§ **PROBLEM TO WORK ON**: Copy the passage of the Kirawa school article between "This development has" and "of the insurgency.", inclusive, without changing any words.

§ **PAGE**:
__________________________________________________

Although it took a long time, it was the realisation of a pledge the Borno government had made while interacting with the community earlier this year.

Residents of Kirawa community in Borno state, Northeast Nigeria, expressed appreciation over the reopening of its primary school after it was closed down about eight years ago when the community was displaced by terror and violence as a result of the Boko Haram insurgency.

The opening ceremony took place at the school’s premises on Nov. 16, five months after displaced people from the community were resettled back. 

Although it took a long time, it was the realisation of a pledge the Borno government had made while interacting with the community earlier this year. 

Abdullahi Ummate, representing the supervisory headmaster of Gwoza East, Zone C, which consists of 12 primary schools, said, “we are grateful to the government for rebuilding and repairing our community schools.”

According to Abdullahi, out of the 12 primary schools located in Zone C, Kirawa Primary School is the only school that has been rebuilt and opened since the resettlement of communities in the area began.

This development has raised parents’ confidence in the continuity of their children’s education. Part of their society’s development has been shattered since the advent of the insurgency. 

Umate Malla, a resident of Kirawa, said, “this is a good development, and we encourage more of this kind of progress as our people are resilient.”

__________________________________________________

Dataset records on where objects are located:
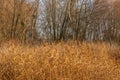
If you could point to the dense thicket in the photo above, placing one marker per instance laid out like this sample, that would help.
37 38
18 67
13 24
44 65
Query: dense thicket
55 20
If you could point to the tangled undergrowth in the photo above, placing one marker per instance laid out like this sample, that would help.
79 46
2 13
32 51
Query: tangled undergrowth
62 61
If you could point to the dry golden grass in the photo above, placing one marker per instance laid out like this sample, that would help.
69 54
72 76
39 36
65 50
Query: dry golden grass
62 61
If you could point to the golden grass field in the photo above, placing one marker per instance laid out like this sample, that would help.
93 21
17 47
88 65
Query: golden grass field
62 61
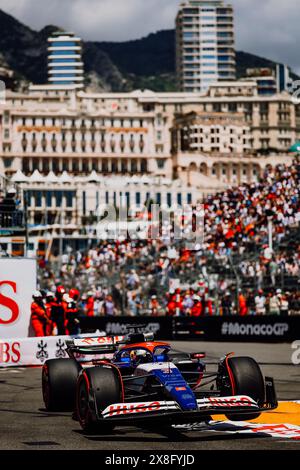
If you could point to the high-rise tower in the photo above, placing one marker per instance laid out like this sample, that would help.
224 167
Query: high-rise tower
65 66
204 44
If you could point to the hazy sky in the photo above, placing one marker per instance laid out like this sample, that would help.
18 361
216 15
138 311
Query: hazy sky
269 28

__________________________________________________

§ **SOLUTION FOR THIS TASK**:
This development has raised parents’ confidence in the continuity of their children’s education. Part of their society’s development has been shattered since the advent of the insurgency.